Blank lines and lines starting with # are ignored. After editing pdflinks.txt, regenerate sources.yaml and registry.csv:

uv run python scripts/build_sources_registry.py
uv run python scripts/build_registry.py

Then run batch extraction:

uv run python scripts/extract.py --parallel

Only new (unprocessed) PDFs are extracted — previously processed sources are skipped automatically.

Batch extraction commands

# Sequential batch
uv run python scripts/extract.py

# Parallel batch (4 workers by default)
uv run python scripts/extract.py --parallel

# Parallel batch with custom worker count
uv run python scripts/extract.py --parallel 8

# Force re-extract everything
uv run python scripts/extract.py --force --parallel

# Process only PDFs in a serial range (e.g. 001 through 005)

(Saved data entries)
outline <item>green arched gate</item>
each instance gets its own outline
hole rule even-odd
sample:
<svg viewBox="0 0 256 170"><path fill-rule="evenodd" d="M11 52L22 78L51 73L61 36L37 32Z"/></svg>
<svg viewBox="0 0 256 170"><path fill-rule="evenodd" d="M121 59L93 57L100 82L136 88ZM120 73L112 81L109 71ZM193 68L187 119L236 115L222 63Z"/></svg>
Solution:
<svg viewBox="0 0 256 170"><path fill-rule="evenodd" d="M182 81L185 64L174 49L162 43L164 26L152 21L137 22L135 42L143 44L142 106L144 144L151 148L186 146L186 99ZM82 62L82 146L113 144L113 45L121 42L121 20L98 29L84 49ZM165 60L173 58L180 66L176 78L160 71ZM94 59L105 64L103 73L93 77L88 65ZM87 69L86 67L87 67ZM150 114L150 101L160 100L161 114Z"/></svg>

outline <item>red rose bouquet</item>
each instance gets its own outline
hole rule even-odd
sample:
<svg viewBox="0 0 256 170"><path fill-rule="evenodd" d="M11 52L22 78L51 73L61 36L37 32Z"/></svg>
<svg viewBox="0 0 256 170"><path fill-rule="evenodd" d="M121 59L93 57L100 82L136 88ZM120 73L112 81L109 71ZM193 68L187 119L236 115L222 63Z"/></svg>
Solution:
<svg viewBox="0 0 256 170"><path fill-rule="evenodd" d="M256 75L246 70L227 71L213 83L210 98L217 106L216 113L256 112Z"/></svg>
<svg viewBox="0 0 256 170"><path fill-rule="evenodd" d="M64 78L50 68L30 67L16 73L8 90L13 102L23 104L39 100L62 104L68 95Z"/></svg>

▸ **REQUIRED ACTION**: From the setup notes, extract the part from "# Sequential batch" up to and including "001 through 005)". The rows are separate material and have nothing to do with the setup notes.

▸ **WRITTEN ANSWER**:
# Sequential batch
uv run python scripts/extract.py

# Parallel batch (4 workers by default)
uv run python scripts/extract.py --parallel

# Parallel batch with custom worker count
uv run python scripts/extract.py --parallel 8

# Force re-extract everything
uv run python scripts/extract.py --force --parallel

# Process only PDFs in a serial range (e.g. 001 through 005)